(TASK LIST):
1/ Copy word for word the stretch of the Saskatoon shelter lease article from "The lease was" through "with mixed reviews.".
2/ Answer these questions using the Saskatoon shelter lease article:
(a) Until what date can the STC stay at the building on First Avenue North?
(b) According to the administration report, what would the entire lease cost the City of Saskatoon?
(c) On which street is the permanent location the STC plans to move to?

(PAGE EXCERPT):
Saskatoon council grants lease extension to downtown shelter

The Saskatoon Tribal Council’s (STC) temporary downtown wellness shelter is staying put after city council voted to extend its lease until next spring at a special council meeting.

“Today I think is a historic day for the City of Saskatoon about understanding what is happening in our city. Homelessness is a major concern for everyone, and I think what we have to do is address it as a community,” STC Chief Mark Arcand said.

The lease was set to expire next week. The extension means the STC is able to stay at the building it took over late last year on First Avenue North until April 30, 2023.

Arcand said the plan is to move to a permanent location on 20th Street West before the lease expires, provided renovations at the space can be completed in time.

According to a report from administration, it would cost the City of Saskatoon $399,800 for the entirety of the lease.

Monthly costs are pegged at $21,400 based on $11,400 in lease costs to the city for departments to work elsewhere and $10,000 for utilities, maintenance and other property expenses.

Council unanimously voted in favour of the lease extension. Business owners in the area met the news with mixed reviews.

“Anything that is labelled temporary or emergency necessarily means a short-term arrangement,” Saskatoon and District Chamber of Commerce CEO Jason Aebig said.

“Obviously, an extension to that changes things somewhat and sort of conflicts with the expectations that were set early on.”

Mayor Charlie Clark knows the shelter is controversial and no answer will please everyone, but council knows the building isn’t suitable as a long-term solution.

“Right now, (STC) is working within a building that is not meant to be a wellness centre, and this provides more certainty for everyone,” Clark said.

While Aebig understands the lease extension is difficult news for businesses in the immediate area to accept, especially as they continue to try to convince customers and staff to come back to the downtown area following the pandemic, he put his full support behind the STC and its approach to homelessness.

“There’s no doubt its Indigenous-led approach to shelter services and programs is really showing early signs of success,” he said.

“It feels like a big bet, but it feels like the right one at this time.”

Aebig said Arcand and the STC will have the chamber’s full support to work together to secure capital funding and develop a business plan moving forward that gets the wellness shelter away from the downtown core and put it where it best meets the needs of the people who use it.

“We want to help because we know our value to this community and we are making a difference for all people, not just Indigenous people – we’re helping all people,” Arcand said.

(Dataset excerpts):
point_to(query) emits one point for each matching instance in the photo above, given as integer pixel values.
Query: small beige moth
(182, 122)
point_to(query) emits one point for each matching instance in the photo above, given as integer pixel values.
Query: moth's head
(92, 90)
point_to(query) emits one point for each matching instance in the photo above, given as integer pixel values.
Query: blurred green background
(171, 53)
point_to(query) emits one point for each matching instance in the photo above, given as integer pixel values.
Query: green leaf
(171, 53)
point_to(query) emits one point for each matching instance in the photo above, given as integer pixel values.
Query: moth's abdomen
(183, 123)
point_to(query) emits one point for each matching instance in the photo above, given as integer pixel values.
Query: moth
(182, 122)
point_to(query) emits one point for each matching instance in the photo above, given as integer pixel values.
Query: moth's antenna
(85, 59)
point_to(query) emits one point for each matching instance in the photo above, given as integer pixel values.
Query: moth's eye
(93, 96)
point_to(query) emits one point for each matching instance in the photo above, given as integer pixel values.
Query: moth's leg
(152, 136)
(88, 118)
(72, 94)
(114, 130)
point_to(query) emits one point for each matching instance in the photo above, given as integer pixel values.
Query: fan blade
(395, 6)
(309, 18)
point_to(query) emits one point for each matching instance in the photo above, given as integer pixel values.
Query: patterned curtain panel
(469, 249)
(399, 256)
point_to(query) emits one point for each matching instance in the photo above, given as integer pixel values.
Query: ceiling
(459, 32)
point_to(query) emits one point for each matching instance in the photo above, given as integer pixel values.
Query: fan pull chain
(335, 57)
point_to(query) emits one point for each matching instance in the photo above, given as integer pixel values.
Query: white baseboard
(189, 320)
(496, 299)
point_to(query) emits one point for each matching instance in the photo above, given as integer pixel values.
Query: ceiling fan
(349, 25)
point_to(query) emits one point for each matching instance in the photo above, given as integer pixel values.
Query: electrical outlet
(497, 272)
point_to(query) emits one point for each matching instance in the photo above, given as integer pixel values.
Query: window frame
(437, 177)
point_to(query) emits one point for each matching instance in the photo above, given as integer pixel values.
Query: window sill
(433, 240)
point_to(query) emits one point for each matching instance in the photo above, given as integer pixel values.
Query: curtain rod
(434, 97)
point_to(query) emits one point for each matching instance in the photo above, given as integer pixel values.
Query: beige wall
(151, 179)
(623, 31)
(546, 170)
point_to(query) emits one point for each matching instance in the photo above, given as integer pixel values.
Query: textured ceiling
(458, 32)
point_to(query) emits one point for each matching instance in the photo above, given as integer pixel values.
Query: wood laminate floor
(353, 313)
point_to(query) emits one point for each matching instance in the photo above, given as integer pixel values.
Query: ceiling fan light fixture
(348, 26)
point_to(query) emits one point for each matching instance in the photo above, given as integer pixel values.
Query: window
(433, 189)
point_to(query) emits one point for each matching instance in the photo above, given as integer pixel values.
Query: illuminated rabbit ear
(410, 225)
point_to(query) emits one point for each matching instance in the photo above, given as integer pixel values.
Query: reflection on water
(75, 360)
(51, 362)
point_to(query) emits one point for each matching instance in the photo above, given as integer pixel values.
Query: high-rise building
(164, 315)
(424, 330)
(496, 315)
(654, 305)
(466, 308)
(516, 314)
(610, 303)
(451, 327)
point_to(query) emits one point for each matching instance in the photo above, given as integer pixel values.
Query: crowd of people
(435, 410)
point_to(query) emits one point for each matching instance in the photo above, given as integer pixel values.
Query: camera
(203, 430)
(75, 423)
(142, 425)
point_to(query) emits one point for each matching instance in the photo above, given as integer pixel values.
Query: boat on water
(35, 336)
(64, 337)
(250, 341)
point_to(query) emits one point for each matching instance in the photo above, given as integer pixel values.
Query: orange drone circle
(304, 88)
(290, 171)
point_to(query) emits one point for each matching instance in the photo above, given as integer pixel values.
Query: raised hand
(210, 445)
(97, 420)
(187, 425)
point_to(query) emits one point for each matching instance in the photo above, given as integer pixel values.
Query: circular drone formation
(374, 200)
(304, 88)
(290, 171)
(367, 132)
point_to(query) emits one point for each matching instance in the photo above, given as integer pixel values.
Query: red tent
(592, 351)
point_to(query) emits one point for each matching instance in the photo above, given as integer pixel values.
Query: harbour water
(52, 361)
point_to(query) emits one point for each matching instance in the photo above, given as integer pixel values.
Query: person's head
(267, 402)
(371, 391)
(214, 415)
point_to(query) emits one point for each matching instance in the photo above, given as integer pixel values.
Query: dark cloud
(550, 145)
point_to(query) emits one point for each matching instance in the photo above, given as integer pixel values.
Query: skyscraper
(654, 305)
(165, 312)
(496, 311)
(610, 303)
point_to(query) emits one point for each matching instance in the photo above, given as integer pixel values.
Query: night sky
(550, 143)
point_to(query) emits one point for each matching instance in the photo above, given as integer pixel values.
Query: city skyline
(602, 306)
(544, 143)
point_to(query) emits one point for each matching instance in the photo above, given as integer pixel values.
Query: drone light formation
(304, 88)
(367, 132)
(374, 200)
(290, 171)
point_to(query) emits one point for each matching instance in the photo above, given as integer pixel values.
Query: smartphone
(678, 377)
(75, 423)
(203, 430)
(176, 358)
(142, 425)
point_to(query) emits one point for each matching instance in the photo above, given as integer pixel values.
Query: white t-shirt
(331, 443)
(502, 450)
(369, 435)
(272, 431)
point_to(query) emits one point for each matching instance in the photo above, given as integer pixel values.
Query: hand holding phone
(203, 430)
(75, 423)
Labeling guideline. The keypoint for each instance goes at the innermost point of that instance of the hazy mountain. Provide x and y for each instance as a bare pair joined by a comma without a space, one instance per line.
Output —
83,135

(RESPONSES PER TASK):
1/
The lease was set to expire next week. The extension means the STC is able to stay at the building it took over late last year on First Avenue North until April 30, 2023.

Arcand said the plan is to move to a permanent location on 20th Street West before the lease expires, provided renovations at the space can be completed in time.

According to a report from administration, it would cost the City of Saskatoon $399,800 for the entirety of the lease.

Monthly costs are pegged at $21,400 based on $11,400 in lease costs to the city for departments to work elsewhere and $10,000 for utilities, maintenance and other property expenses.

Council unanimously voted in favour of the lease extension. Business owners in the area met the news with mixed reviews.

2/
(a) April 30, 2023
(b) $399,800
(c) 20th Street West